* **CONJUNTO DE TAREAS**
[1] Imprime el fragmento sobre Celina González desde "De todas maneras, a" hasta "ni por nadie.", incluidas ambas partes.
[2] Prosigue el fragmento sobre la cantante Celina González a partir del punto en que termina.

Murió Celina González y
con el deceso dejaron de padecer ella y su público esa “larga enfermedad” con
que los medios de difusión cubanos mantienen la patética costumbre de llamar
pocas veces las cosas por su nombre.
Más allá de parecer
pecaminoso nombrar un mal, la distancia de la artista de los escenarios durante
años y el delicado estado físico que hacían evitar mostrarla demasiado en
televisión provocaron que sus paisanos, sin olvidarla, no la
recordaran como cuando cantaba.
De todas maneras, a
Celina, como tenencia, ya no le hacía falta ni el nombre; bastaba oír su voz
para sentir que un aire fresco y enérgico recorría los campos de Cuba, se
introducía por puertas y ventanas, contagiaba a todos y fomentaba una fama no
amenazada hasta hoy por nada, ni por nadie.
Cuando a finales de la
década del 40 del pasado siglo Ñico Saquito se llevó con él a Celina y el
guitarrista, compositor y segunda voz guantanamero Reutilio Domínguez para
presentarlos en el mundo artístico de la ciudad de La Habana, ya la pareja
había trascendido a través de la Cadena Oriental de Radio, un referente
importante en la región del este del país.
Los intérpretes habían comenzado a cantar a dúo, cuando la comprensión por la
música se confundió con la afinidad de sentimientos y nació un amor común que
lo llevaba a él a bordar y coser los trajes de ambos para sus
presentaciones.

* **CONTENIDO DEL MATERIAL**
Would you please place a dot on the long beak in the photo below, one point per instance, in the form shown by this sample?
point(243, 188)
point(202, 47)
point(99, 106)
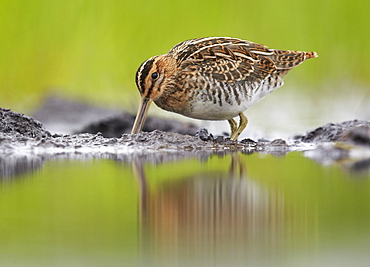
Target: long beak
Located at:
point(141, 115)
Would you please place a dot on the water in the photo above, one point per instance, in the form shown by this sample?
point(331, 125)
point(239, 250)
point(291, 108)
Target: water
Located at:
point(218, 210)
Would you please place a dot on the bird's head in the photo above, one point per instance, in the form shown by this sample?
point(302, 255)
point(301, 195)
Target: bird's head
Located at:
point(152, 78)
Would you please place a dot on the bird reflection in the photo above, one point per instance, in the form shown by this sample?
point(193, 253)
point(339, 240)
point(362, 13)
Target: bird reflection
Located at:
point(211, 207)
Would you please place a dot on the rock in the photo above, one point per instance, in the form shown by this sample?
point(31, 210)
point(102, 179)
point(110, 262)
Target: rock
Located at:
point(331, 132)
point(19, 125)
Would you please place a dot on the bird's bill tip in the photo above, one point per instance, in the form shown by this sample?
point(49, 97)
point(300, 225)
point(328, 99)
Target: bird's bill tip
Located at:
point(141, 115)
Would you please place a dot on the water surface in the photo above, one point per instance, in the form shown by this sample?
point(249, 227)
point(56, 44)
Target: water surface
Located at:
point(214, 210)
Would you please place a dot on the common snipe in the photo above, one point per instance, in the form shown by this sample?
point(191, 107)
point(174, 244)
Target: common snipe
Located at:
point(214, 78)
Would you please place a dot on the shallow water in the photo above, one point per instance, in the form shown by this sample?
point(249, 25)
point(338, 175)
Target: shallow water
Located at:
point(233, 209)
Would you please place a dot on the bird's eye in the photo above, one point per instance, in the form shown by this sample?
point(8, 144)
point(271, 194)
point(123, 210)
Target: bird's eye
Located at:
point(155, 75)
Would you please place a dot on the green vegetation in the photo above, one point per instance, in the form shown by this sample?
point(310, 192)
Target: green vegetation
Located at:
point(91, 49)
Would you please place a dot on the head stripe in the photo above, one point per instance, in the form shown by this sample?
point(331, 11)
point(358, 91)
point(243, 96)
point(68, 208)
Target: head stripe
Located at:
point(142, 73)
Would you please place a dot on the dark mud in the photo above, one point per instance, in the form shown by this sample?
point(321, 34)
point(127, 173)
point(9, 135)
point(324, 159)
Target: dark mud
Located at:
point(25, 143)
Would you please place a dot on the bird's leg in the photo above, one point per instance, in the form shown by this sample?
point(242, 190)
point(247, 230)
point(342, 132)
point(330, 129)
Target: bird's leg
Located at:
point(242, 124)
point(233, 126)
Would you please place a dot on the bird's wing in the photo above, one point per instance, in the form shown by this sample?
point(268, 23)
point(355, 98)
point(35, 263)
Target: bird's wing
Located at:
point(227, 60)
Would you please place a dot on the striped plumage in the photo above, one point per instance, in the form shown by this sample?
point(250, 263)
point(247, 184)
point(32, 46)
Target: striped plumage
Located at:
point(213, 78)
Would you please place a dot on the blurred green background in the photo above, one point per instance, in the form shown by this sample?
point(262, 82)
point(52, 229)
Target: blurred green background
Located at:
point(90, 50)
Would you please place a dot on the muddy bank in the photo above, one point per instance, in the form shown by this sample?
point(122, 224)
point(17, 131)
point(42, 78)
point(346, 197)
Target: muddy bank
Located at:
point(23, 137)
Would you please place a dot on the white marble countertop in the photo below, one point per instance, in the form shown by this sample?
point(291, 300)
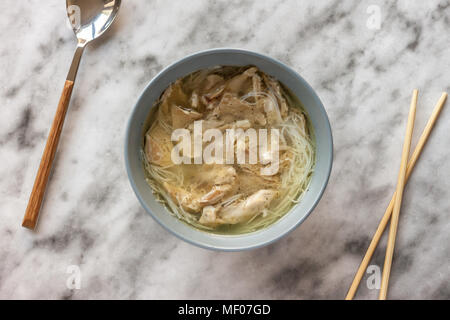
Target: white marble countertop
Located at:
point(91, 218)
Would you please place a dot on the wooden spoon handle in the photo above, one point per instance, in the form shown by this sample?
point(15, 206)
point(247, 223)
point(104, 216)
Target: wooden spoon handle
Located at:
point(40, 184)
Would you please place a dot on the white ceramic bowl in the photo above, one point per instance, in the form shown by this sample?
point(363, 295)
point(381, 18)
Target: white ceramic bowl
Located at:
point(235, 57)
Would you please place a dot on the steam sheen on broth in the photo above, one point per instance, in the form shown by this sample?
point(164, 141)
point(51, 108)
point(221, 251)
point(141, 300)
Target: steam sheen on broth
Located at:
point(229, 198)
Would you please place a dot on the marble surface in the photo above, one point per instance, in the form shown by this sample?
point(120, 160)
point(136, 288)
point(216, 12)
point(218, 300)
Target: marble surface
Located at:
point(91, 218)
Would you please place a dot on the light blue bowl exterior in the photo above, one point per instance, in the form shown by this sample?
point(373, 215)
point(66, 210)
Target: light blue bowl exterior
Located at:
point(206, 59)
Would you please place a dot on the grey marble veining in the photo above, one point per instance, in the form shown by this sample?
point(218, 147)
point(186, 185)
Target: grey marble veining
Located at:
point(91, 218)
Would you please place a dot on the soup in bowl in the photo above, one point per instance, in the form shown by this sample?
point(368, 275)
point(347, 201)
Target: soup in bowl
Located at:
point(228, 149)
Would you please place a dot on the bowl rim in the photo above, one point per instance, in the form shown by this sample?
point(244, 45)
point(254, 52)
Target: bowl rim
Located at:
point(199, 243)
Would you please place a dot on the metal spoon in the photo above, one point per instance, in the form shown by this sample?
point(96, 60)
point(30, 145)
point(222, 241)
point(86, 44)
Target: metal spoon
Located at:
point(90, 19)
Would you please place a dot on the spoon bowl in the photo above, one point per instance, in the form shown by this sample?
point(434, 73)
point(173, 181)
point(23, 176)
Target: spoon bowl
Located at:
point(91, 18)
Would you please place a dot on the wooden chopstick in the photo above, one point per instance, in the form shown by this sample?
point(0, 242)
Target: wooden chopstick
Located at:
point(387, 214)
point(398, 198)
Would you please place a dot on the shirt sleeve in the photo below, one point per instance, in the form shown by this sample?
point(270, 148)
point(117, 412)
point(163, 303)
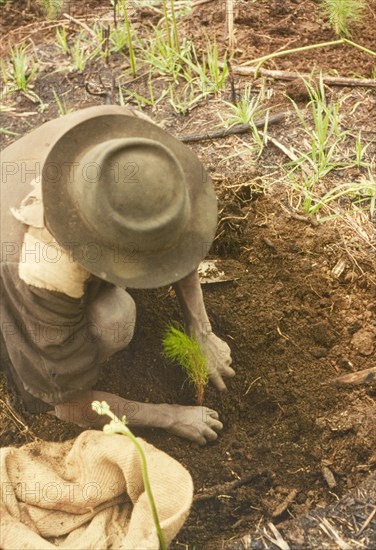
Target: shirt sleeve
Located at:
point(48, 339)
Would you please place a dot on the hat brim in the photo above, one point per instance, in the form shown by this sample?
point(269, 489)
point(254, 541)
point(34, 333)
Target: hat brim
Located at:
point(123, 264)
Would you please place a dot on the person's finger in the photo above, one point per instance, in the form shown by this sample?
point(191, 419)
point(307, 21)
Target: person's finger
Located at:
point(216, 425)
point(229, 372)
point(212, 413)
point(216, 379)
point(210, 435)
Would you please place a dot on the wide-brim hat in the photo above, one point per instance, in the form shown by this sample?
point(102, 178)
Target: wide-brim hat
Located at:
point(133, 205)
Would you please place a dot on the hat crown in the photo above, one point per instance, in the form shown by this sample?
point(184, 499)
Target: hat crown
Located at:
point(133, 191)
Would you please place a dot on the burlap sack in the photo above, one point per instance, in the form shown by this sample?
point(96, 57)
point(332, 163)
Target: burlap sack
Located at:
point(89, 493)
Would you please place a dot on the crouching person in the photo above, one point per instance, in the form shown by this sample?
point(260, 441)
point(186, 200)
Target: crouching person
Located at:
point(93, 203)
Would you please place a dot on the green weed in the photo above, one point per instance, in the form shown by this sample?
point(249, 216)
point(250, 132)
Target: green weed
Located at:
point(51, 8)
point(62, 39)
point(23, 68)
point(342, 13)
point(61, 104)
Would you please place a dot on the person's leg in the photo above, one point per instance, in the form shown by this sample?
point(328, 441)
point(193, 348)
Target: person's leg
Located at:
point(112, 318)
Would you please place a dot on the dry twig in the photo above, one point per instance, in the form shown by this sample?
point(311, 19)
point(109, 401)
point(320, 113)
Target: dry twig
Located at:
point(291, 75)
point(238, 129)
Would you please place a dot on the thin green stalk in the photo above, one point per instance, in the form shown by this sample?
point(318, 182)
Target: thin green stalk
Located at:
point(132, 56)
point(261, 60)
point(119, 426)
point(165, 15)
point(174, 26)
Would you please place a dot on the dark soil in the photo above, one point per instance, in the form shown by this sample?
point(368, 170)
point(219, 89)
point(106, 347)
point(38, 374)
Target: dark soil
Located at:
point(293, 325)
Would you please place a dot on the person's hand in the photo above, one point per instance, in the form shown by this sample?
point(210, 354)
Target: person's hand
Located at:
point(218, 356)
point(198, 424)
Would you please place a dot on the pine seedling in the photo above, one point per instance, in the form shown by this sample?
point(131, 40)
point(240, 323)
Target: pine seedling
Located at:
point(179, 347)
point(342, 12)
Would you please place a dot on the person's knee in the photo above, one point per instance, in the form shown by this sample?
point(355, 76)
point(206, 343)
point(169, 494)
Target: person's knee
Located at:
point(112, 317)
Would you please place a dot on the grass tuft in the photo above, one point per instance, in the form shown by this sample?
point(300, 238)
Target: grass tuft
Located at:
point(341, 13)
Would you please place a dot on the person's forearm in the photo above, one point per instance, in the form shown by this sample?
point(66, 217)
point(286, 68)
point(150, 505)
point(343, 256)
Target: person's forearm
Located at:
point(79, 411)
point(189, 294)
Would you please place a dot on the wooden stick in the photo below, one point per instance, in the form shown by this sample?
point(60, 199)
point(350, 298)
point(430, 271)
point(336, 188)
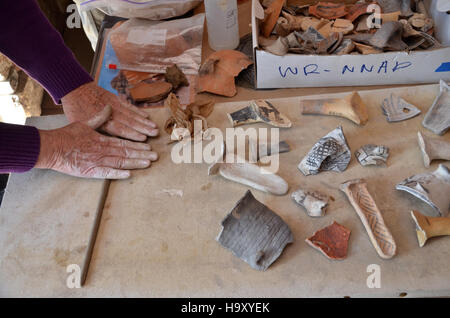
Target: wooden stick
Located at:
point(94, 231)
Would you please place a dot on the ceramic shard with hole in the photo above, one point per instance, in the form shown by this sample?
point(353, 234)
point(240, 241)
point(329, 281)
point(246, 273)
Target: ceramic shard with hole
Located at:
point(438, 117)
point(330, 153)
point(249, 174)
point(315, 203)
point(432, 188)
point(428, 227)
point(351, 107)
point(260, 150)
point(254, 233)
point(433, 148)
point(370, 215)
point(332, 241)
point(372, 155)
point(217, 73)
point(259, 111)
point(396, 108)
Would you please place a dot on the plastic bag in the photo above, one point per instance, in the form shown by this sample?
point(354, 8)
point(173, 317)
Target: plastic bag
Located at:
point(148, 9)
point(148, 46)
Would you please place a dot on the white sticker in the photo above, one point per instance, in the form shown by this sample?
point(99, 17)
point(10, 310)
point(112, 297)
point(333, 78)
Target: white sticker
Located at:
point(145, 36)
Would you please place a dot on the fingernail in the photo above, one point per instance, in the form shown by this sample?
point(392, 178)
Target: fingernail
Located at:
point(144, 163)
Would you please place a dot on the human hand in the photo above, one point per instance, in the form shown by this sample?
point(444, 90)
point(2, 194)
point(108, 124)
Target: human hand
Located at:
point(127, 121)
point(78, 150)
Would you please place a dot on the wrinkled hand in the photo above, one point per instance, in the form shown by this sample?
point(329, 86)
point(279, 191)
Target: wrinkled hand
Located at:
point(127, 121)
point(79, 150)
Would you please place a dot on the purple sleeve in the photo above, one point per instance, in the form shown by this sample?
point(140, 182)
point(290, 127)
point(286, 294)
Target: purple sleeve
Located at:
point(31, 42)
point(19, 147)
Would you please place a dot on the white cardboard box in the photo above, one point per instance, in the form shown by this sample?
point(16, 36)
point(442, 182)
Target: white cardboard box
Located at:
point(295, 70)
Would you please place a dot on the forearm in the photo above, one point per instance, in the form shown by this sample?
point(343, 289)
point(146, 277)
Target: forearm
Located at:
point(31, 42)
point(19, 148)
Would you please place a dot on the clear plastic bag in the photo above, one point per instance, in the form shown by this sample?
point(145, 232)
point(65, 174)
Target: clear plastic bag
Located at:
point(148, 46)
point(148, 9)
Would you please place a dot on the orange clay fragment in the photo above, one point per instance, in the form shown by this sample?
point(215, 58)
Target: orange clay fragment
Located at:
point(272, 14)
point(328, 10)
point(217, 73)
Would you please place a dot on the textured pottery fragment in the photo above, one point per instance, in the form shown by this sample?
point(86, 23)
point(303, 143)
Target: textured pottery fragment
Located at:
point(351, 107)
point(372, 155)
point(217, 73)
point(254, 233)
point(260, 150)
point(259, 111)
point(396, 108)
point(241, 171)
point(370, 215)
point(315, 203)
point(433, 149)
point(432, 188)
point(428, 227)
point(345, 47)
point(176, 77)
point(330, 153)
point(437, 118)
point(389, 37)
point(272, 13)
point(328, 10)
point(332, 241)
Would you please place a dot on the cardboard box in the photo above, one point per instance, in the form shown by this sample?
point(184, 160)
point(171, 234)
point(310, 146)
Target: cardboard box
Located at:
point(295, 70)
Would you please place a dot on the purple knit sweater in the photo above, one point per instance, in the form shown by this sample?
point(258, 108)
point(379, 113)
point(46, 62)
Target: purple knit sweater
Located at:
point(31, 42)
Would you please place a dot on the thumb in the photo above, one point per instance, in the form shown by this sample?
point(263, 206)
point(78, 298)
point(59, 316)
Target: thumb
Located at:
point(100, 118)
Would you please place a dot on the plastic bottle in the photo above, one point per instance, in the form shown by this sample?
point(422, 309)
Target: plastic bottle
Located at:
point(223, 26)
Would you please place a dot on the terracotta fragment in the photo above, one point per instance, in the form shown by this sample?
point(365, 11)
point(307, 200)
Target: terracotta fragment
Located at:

* **RESPUESTAS ESCRITAS**
[1]
De todas maneras, a
Celina, como tenencia, ya no le hacía falta ni el nombre; bastaba oír su voz
para sentir que un aire fresco y enérgico recorría los campos de Cuba, se
introducía por puertas y ventanas, contagiaba a todos y fomentaba una fama no
amenazada hasta hoy por nada, ni por nadie.

[2]
Casi dos décadas después,
ella proyecta la carrera de solista que conocieron las últimas generaciones de
su país, esas que colocaron los temas Que viva Changó y Yo soy el
punto cubano en un altar de la música campesina, con evocaciones de una
intérprete cubierta casi siempre con vestidos, adornada con aretes largos y un
movimiento de manos que invitaba a que la audiencia a corear las canciones.
El próximo cambio
importante en la carrera de la cantante fue su unión con Lázaro Reutilio, su
hijo, algo que le permitió a él relanzar su pobre imagen artística, pero que lo
hizo deslucir y empañar el noble propósito de la madre de revivir los éxitos
musicales que logró ella con su esposo, amén de la nominación en el 2001 al
Grammy Latino por el disco “50 años como una reina”.
No pecaba con sentirse como la llamaban, reina, un apelativo que nadie podrá quitarle sin malas intenciones, como nadie
puede arrebatarle a Benny Moré y Celia Cruz la condición de mejores soneros en
la rica historia musical de la mayor de las Antillas.
Celina gozó a plenitud de
la estimación de quien supo que como ella no había quien trasmitiera el
alma de la música campesina, hoy de luto por el adiós de su soberana.